*PROBLEM*:
In the material below, find all lines with the string "shown" and copy them.

*TASK INPUT*:

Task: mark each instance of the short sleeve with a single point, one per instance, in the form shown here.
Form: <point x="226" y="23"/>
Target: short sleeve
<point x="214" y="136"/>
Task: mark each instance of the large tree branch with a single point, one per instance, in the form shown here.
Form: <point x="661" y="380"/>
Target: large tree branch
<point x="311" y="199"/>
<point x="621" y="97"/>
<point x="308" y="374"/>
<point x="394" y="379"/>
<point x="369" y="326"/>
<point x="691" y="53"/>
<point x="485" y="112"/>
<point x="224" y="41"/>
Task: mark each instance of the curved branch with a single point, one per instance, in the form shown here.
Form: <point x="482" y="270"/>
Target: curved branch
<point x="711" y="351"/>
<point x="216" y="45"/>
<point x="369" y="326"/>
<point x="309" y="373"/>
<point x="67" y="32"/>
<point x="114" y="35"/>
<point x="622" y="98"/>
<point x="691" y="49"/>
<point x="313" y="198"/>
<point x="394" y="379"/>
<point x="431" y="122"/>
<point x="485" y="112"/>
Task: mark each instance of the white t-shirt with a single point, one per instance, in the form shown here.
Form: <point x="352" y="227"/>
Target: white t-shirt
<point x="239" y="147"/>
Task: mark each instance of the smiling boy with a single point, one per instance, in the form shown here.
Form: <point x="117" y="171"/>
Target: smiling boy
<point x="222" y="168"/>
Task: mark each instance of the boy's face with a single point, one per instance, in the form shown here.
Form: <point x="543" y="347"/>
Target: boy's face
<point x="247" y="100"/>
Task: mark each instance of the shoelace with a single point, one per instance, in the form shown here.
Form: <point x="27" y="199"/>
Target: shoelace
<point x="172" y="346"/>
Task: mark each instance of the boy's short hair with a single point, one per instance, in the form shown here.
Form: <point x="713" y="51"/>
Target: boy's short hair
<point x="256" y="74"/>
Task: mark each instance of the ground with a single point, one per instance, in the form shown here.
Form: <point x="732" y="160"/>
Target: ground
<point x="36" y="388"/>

*COMPLETED TASK*:
Task: mark each instance of the short sleeve with a single point, one per instance, in the form shown here.
Task: mark each instance of the large tree branch with a single point, one per instance, in the form shown here.
Task: mark each instance of the curved branch with a single point, one per instance, in the form shown here.
Task: mark each instance of the white t-shirt with a single point, one per instance, in the form shown here.
Task: mark each instance of the smiling boy with a single point, one per instance, in the form shown here.
Task: mark each instance of the boy's face with a single point, one per instance, in the form shown here.
Task: mark each instance of the shoelace with a single point, one per instance, in the form shown here.
Task: mark each instance of the boy's short hair with a single point, one per instance, in the form shown here.
Task: mark each instance of the ground with a single point, one per instance, in the form shown here.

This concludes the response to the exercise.